### Daftar Tugas
[A] Salin ulang sebagian teks tentang pidato Bung Karno. Mulailah dari kata-kata yang memuat "Bung Karno mengatakan" dan berhenti setelah "pada beras impor.".
[B] Menurut teks tentang pidato Bung Karno, berapa banyak beras yang dimakan setiap orang Indonesia per tahun pada 1940?

━━━ Teks yang Dikaji

Bung Karno mengatakan hal tersebut dalam pidatonya saat
peletakan batu pertama pembangunan Fakultas Pertanian Universitas Indonesia - yang
kemudian menjadi Institut Pertanian Bogor - pada 27 April 1952. “Pidato saya
ini mengenai hidup matinya bangsa kita di kemudian hari,” ujarnya.
Sang Proklamator Kemerdekaan pun memaparkan, pada tahun
1940, setiap orang Indonesia mengonsumsi beras 86 kilogram per tahun. Jadi,
pada 1952 itu, ketika penduduknya berjumlah 75 juta orang, Indonesia
membutuhkan beras 6,5 juta ton per tahun. Padahal, produksi beras Indonesia
ketika itu hanya 5,5 juta ton, sehingga Indonesia harus mengimpor dari beberapa
negara. Dan, Bung Karno tak mau Indonesia terus bergantung pada beras impor.

━━━━━━
━━━ Bagian Data

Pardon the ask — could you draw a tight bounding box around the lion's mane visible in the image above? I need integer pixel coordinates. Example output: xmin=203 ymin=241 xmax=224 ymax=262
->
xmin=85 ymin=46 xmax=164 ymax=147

━━━━━━

### Jawaban per Nomor
[A]
Bung Karno mengatakan hal tersebut dalam pidatonya saat
peletakan batu pertama pembangunan Fakultas Pertanian Universitas Indonesia - yang
kemudian menjadi Institut Pertanian Bogor - pada 27 April 1952. “Pidato saya
ini mengenai hidup matinya bangsa kita di kemudian hari,” ujarnya.
Sang Proklamator Kemerdekaan pun memaparkan, pada tahun
1940, setiap orang Indonesia mengonsumsi beras 86 kilogram per tahun. Jadi,
pada 1952 itu, ketika penduduknya berjumlah 75 juta orang, Indonesia
membutuhkan beras 6,5 juta ton per tahun. Padahal, produksi beras Indonesia
ketika itu hanya 5,5 juta ton, sehingga Indonesia harus mengimpor dari beberapa
negara. Dan, Bung Karno tak mau Indonesia terus bergantung pada beras impor.

[B] 86 kilogram per tahun.